What this task involves ::
Which of the lines in the data below contain the string "bucket"? Copy each of them.

Material provided ::
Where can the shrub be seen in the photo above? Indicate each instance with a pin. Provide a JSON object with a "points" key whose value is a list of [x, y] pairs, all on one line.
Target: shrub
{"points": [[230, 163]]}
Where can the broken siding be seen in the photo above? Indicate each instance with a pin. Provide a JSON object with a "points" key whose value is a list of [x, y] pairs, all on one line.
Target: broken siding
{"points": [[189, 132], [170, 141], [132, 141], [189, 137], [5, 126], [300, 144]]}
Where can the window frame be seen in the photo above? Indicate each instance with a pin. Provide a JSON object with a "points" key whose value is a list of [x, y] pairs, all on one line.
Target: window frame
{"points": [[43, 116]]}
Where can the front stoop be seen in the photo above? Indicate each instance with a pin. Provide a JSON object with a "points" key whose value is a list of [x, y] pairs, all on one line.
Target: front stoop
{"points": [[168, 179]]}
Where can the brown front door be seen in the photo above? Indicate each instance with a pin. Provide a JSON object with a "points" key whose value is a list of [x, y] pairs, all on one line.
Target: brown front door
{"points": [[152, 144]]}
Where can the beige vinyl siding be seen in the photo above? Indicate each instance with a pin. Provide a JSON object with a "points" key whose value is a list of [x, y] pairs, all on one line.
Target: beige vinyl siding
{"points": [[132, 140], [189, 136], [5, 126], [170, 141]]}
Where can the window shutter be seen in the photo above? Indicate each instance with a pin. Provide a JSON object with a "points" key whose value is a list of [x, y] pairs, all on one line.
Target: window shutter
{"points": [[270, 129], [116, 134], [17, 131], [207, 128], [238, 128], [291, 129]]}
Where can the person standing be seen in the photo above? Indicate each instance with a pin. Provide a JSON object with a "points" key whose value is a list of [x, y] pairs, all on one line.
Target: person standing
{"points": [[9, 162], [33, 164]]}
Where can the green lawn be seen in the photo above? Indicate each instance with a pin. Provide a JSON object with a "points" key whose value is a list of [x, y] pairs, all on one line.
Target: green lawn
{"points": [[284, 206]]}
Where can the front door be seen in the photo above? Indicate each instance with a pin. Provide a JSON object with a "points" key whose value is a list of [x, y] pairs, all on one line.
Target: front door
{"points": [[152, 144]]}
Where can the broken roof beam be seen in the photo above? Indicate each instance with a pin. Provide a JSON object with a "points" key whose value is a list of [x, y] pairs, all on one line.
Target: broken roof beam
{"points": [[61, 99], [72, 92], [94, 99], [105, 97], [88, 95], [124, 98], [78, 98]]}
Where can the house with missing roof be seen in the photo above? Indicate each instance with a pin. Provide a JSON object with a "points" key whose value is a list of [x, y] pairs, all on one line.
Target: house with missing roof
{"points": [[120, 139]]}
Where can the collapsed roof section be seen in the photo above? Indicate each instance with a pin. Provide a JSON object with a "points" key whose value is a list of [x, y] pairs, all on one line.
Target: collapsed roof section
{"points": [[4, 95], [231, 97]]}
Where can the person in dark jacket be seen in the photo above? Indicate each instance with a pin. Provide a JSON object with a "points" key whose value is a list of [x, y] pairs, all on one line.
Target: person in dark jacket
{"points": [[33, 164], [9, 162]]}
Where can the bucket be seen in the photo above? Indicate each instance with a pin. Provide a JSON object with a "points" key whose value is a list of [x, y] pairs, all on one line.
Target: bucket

* * *

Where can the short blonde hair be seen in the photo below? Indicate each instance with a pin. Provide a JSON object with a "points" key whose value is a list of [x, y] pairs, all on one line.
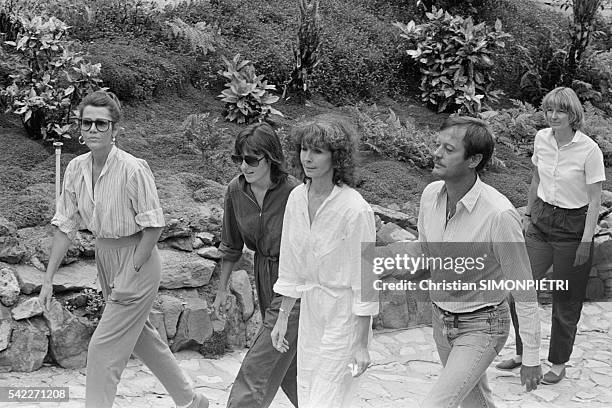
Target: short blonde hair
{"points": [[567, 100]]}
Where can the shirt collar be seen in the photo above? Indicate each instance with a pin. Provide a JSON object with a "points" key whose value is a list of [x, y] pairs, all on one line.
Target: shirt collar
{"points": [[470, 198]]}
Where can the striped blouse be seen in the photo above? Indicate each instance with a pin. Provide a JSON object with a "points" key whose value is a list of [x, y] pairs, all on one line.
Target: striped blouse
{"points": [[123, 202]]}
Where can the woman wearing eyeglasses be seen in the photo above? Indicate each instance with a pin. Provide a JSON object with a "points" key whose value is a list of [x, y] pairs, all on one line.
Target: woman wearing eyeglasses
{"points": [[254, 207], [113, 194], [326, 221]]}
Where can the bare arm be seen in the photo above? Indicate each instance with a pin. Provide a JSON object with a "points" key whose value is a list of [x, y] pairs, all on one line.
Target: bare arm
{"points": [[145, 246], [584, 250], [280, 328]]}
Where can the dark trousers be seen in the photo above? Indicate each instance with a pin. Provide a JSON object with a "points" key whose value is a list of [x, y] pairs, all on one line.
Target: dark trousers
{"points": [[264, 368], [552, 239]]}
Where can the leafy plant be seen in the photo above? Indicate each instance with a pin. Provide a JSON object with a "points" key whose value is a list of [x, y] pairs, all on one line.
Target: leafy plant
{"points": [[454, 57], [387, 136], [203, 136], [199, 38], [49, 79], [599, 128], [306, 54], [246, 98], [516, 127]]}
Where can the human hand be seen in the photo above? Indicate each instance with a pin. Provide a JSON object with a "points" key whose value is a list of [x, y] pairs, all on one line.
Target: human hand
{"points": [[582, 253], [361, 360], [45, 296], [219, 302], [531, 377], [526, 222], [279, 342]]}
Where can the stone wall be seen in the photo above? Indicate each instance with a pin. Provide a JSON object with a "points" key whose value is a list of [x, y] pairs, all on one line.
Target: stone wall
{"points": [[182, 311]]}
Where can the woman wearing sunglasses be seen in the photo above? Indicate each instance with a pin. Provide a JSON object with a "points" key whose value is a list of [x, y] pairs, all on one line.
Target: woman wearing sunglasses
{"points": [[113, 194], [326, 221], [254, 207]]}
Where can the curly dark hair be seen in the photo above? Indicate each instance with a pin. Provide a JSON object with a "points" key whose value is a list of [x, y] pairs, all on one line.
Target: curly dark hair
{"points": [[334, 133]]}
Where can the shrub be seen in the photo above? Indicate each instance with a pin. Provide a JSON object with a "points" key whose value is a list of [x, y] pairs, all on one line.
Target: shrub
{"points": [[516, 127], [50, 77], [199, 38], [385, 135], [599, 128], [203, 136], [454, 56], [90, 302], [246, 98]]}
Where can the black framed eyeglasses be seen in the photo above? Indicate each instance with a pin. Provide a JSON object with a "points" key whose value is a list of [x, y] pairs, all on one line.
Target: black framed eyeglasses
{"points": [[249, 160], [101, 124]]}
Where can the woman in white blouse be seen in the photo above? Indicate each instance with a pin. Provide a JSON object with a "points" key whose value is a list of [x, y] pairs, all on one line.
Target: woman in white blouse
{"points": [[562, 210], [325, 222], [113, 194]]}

Answer to this exercise ::
Where can the bucket be seen in the photo above? Indicate each instance with a pin. Provide a JSON object with a "points" key whose value is a list of [x, y] pairs, all on one line.
Target: bucket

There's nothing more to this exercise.